=== Your task ===
Everything in the entries below except the pictures must be returned exactly.

=== Exercise inputs ===
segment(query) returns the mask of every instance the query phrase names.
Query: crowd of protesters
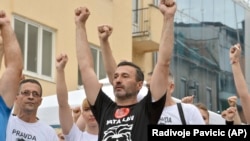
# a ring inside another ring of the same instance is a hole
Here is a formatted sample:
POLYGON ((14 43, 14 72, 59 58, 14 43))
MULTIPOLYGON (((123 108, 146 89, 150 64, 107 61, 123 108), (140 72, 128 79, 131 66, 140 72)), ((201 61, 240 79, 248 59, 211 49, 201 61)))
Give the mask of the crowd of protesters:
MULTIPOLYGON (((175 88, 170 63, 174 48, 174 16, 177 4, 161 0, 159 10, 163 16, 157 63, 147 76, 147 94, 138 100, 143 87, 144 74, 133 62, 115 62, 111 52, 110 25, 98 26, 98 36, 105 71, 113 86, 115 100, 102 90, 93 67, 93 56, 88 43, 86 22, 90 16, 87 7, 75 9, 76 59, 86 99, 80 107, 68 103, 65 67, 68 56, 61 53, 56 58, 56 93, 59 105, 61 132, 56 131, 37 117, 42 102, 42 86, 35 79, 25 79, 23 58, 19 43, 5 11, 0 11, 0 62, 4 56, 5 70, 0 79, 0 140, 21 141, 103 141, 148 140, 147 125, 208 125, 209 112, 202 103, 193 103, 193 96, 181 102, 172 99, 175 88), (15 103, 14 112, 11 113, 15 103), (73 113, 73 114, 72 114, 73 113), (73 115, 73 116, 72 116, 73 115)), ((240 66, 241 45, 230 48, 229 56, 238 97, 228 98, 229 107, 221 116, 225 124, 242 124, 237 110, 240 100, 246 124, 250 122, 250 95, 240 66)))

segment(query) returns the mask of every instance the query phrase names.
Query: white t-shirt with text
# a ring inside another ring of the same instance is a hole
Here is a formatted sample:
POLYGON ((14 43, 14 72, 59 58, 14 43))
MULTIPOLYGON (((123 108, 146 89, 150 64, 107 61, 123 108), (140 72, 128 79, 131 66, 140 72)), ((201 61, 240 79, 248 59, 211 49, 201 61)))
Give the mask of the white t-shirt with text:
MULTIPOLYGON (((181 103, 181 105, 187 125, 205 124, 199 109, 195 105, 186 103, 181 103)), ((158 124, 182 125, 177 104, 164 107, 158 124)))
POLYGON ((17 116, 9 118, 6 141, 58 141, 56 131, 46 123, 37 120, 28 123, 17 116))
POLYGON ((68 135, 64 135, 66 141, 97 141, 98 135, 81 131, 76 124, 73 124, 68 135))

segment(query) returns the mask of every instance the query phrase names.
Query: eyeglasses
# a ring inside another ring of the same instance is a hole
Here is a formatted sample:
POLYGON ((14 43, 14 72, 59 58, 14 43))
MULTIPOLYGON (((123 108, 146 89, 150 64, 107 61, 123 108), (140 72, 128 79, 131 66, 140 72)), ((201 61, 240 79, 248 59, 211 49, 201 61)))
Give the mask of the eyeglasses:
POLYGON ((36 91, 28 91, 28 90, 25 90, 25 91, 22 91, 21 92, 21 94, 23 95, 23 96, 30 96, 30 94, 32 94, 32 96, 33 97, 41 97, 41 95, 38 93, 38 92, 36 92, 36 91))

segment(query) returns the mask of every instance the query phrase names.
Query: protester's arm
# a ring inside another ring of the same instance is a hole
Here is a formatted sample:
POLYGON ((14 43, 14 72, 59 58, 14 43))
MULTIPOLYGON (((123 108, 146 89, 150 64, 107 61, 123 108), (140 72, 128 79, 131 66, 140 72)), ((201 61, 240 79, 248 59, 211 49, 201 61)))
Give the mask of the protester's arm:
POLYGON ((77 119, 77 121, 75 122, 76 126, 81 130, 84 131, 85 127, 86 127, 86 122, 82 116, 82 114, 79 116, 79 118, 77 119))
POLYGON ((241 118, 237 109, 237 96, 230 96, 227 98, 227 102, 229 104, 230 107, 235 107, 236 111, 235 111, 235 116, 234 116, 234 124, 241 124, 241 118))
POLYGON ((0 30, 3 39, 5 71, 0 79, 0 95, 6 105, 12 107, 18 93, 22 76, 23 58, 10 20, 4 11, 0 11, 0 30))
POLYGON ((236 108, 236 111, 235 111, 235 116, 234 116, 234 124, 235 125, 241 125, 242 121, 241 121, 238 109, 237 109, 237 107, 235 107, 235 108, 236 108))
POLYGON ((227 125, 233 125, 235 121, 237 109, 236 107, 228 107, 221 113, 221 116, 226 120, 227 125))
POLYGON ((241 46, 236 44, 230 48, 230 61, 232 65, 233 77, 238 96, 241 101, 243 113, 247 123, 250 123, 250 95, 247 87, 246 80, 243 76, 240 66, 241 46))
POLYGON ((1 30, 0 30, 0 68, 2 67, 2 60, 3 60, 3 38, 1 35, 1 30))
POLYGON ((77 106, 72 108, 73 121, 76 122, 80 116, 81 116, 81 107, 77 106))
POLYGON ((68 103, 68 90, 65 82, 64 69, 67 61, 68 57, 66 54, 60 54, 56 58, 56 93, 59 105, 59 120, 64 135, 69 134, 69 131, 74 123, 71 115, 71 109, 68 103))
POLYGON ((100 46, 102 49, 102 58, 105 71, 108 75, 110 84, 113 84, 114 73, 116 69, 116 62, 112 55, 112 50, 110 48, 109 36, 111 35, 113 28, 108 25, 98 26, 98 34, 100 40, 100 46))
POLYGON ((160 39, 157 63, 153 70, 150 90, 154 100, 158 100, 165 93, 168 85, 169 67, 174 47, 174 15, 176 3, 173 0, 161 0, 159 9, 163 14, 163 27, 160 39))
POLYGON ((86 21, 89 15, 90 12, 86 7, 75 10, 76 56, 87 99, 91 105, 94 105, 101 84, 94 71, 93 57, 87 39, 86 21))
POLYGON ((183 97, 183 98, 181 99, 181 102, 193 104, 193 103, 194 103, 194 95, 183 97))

=== Written reply ===
segment(query) returns the mask of every instance the query phrase names.
Query: crowd of protesters
# a ring inside another ring of the same instance is a hole
Here is a formatted sample:
POLYGON ((14 43, 14 72, 59 58, 14 43))
MULTIPOLYGON (((123 108, 146 89, 150 64, 107 61, 123 108), (140 72, 128 79, 131 66, 140 72)), ((201 61, 240 79, 248 59, 211 49, 201 61)))
Give the mask of the crowd of protesters:
MULTIPOLYGON (((175 88, 170 63, 174 48, 174 16, 177 4, 161 0, 159 10, 163 16, 157 63, 147 76, 147 94, 138 100, 143 87, 144 74, 133 62, 115 62, 111 52, 110 25, 98 26, 98 36, 105 71, 113 86, 115 100, 102 90, 93 67, 93 56, 88 43, 86 22, 90 16, 87 7, 75 9, 76 59, 86 99, 80 107, 68 103, 65 67, 68 56, 61 53, 56 58, 56 93, 59 105, 61 132, 56 131, 37 117, 42 102, 42 86, 35 79, 25 79, 23 58, 19 43, 5 11, 0 11, 0 62, 4 56, 5 70, 0 79, 0 140, 21 141, 103 141, 148 140, 147 125, 208 125, 209 112, 202 103, 193 103, 193 96, 181 102, 172 99, 175 88), (15 103, 14 112, 11 113, 15 103), (73 113, 73 114, 72 114, 73 113), (73 115, 73 116, 72 116, 73 115)), ((240 66, 241 45, 230 48, 229 56, 238 97, 228 98, 229 107, 221 116, 225 124, 242 124, 237 110, 240 100, 246 124, 250 122, 250 95, 240 66)))

segment(query) returns the mask of every instance the query phrase names.
Query: white t-shirt with text
# a ring inside another ring of the same instance is a hole
Here is a formatted sample:
POLYGON ((14 43, 14 72, 59 58, 14 43))
MULTIPOLYGON (((123 108, 146 89, 150 64, 107 61, 123 108), (140 72, 128 79, 131 66, 140 72)), ((201 61, 240 79, 248 59, 211 49, 201 61)))
Give the mask of the white t-shirt with text:
MULTIPOLYGON (((181 103, 181 105, 187 125, 205 124, 199 109, 195 105, 186 103, 181 103)), ((158 124, 182 125, 177 104, 164 107, 158 124)))
POLYGON ((17 116, 9 118, 6 141, 58 141, 56 131, 46 123, 37 120, 28 123, 17 116))
POLYGON ((68 135, 64 135, 66 141, 97 141, 98 135, 81 131, 76 124, 73 124, 68 135))

segment(query) returns the mask of every instance the query phrase names.
Query: eyeglasses
# a ring inside another ring of the same instance is a hole
Here is a formatted sample:
POLYGON ((14 43, 14 72, 59 58, 14 43))
MULTIPOLYGON (((123 108, 146 89, 150 64, 107 61, 123 108), (140 72, 128 79, 131 66, 140 72)), ((201 61, 240 79, 248 59, 211 49, 201 61)))
Give the mask of the eyeglasses:
POLYGON ((36 91, 28 91, 28 90, 25 90, 25 91, 22 91, 21 92, 21 94, 23 95, 23 96, 30 96, 30 94, 32 94, 32 96, 33 97, 41 97, 41 95, 38 93, 38 92, 36 92, 36 91))

segment(query) returns the mask of every instance the query phrase names.
Query: protester's arm
# a ring inside another ring of the same instance is a hole
Here is a formatted sample:
POLYGON ((14 43, 14 72, 59 58, 14 43))
MULTIPOLYGON (((123 108, 146 89, 150 64, 107 61, 123 108), (140 72, 128 79, 131 66, 140 72)), ((201 61, 240 79, 248 59, 211 49, 201 61)))
Give the mask of the protester's arm:
POLYGON ((77 119, 77 121, 75 122, 76 126, 81 130, 84 131, 85 127, 86 127, 86 122, 82 116, 82 114, 79 116, 79 118, 77 119))
POLYGON ((241 118, 237 109, 237 96, 230 96, 227 98, 227 102, 229 104, 230 107, 235 107, 236 111, 235 111, 235 116, 234 116, 234 124, 241 124, 241 118))
POLYGON ((0 30, 3 39, 5 71, 0 79, 0 95, 6 105, 12 107, 18 93, 22 76, 23 58, 10 20, 4 11, 0 11, 0 30))
POLYGON ((236 108, 236 111, 235 111, 235 116, 234 116, 234 124, 235 125, 241 125, 242 121, 241 121, 238 109, 237 109, 237 107, 235 107, 235 108, 236 108))
POLYGON ((227 125, 233 125, 235 121, 237 109, 236 107, 228 107, 221 113, 221 116, 226 120, 227 125))
POLYGON ((241 46, 236 44, 230 48, 230 61, 232 65, 233 77, 238 96, 241 101, 243 113, 247 123, 250 123, 250 95, 247 87, 246 80, 243 76, 240 66, 241 46))
POLYGON ((1 30, 0 30, 0 68, 2 67, 2 60, 3 60, 3 38, 1 35, 1 30))
POLYGON ((77 106, 72 108, 73 121, 76 122, 80 116, 81 116, 81 107, 77 106))
POLYGON ((68 103, 68 90, 65 82, 64 69, 67 61, 68 57, 66 54, 60 54, 56 58, 56 93, 59 105, 59 120, 64 135, 69 134, 69 131, 74 123, 71 115, 71 109, 68 103))
POLYGON ((100 46, 102 49, 102 58, 105 71, 108 75, 110 84, 113 84, 114 73, 116 69, 116 62, 112 55, 112 50, 110 48, 109 36, 111 35, 113 28, 108 25, 98 26, 98 34, 100 40, 100 46))
POLYGON ((160 39, 157 63, 153 70, 150 90, 154 100, 158 100, 165 93, 168 85, 169 67, 174 47, 174 15, 176 3, 173 0, 161 0, 159 9, 163 14, 163 27, 160 39))
POLYGON ((86 21, 89 15, 90 12, 86 7, 75 10, 76 56, 87 99, 91 105, 94 105, 101 84, 94 71, 93 57, 87 39, 86 21))
POLYGON ((183 97, 183 98, 181 99, 181 102, 193 104, 193 103, 194 103, 194 95, 183 97))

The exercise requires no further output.